━━━ INFORMATION ━━━

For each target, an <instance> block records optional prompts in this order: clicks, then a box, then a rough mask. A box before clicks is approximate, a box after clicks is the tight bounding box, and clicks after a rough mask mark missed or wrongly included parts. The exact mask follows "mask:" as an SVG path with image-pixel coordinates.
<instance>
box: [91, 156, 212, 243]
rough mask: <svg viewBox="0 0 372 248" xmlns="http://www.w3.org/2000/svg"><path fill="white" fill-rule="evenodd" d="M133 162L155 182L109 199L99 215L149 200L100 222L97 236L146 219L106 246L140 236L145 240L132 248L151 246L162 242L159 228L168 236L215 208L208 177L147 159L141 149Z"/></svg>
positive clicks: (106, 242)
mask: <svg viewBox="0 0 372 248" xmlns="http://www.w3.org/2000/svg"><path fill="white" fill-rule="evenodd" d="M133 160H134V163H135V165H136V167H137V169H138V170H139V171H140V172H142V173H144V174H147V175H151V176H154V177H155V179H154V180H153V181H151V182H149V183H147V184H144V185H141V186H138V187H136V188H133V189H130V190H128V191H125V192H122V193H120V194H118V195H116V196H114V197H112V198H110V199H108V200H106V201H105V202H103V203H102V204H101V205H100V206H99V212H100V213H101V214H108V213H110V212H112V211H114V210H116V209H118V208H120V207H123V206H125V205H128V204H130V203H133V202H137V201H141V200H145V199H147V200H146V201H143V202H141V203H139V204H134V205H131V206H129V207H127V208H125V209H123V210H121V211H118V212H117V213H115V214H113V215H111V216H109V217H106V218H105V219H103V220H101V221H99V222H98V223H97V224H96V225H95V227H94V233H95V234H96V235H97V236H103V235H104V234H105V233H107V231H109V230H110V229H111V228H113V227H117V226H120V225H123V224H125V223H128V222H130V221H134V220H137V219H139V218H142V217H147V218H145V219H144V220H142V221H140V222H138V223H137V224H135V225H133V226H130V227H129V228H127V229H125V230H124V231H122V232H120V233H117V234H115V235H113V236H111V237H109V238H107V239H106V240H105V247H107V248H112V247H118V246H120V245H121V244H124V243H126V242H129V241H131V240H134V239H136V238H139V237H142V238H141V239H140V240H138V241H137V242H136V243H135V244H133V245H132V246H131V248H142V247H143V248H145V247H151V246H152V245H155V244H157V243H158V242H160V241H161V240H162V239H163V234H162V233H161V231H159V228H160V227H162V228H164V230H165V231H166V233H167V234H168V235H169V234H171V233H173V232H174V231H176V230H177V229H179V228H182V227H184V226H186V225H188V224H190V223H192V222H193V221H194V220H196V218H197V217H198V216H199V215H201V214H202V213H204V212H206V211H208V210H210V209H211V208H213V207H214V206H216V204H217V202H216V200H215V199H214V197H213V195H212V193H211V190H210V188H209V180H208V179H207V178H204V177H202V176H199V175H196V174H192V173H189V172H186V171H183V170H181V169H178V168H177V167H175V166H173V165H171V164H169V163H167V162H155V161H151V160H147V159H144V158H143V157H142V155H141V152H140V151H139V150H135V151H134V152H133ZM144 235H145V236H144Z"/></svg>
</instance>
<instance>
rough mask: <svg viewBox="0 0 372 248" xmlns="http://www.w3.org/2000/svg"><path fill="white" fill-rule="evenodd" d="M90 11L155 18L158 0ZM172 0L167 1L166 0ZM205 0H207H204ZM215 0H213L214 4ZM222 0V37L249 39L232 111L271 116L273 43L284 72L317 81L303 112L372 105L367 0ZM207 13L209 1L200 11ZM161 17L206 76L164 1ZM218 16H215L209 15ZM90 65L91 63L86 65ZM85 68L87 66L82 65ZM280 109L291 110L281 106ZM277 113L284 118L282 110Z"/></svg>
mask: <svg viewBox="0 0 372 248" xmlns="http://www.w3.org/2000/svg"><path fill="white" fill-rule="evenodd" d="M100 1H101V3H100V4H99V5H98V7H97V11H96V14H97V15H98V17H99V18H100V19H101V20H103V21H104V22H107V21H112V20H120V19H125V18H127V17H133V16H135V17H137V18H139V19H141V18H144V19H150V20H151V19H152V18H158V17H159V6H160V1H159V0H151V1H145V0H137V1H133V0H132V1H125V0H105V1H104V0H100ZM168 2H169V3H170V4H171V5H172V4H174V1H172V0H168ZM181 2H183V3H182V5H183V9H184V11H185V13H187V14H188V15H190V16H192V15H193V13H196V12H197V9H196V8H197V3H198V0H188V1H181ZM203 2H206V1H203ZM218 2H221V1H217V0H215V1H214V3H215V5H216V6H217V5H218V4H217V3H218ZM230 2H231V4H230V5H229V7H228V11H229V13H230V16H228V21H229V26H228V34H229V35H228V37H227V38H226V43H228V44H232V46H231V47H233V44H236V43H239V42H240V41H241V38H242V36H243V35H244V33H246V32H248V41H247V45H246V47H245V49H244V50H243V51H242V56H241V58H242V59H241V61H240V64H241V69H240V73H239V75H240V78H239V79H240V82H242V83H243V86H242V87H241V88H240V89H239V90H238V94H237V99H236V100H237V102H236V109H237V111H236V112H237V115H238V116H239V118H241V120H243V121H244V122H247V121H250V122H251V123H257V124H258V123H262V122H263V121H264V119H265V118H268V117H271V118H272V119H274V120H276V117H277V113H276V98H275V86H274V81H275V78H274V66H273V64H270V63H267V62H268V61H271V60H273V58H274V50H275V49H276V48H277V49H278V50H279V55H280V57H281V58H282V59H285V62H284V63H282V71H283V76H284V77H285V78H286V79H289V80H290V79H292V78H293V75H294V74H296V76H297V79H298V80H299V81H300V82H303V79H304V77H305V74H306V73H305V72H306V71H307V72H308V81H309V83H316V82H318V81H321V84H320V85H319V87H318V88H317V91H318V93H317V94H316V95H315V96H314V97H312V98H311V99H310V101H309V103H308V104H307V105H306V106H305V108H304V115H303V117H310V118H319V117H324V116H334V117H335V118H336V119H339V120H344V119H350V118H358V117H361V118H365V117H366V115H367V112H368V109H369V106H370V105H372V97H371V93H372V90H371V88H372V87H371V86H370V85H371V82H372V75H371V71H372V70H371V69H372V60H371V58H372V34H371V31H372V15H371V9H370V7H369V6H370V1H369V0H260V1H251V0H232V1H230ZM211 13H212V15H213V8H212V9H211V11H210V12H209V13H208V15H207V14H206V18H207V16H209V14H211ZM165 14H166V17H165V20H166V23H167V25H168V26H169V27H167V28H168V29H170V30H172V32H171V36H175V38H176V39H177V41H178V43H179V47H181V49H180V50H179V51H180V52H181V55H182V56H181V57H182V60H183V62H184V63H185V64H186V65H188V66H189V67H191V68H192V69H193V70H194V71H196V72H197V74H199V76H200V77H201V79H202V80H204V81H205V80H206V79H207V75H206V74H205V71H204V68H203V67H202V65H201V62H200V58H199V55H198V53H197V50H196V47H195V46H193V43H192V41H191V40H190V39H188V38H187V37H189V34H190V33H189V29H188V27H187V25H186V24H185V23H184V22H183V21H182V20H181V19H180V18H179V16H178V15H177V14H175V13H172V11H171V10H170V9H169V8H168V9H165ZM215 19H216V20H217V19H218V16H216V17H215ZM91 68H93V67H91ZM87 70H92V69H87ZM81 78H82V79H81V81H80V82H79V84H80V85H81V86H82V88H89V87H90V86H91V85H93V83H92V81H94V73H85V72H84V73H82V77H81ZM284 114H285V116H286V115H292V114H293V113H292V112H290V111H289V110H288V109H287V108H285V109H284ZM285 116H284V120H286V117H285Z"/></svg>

━━━

PROBLEM REQUIREMENTS - Each line above that contains the word "instance" should be counted, and only the total given.

ANSWER FOR THIS EXERCISE - 4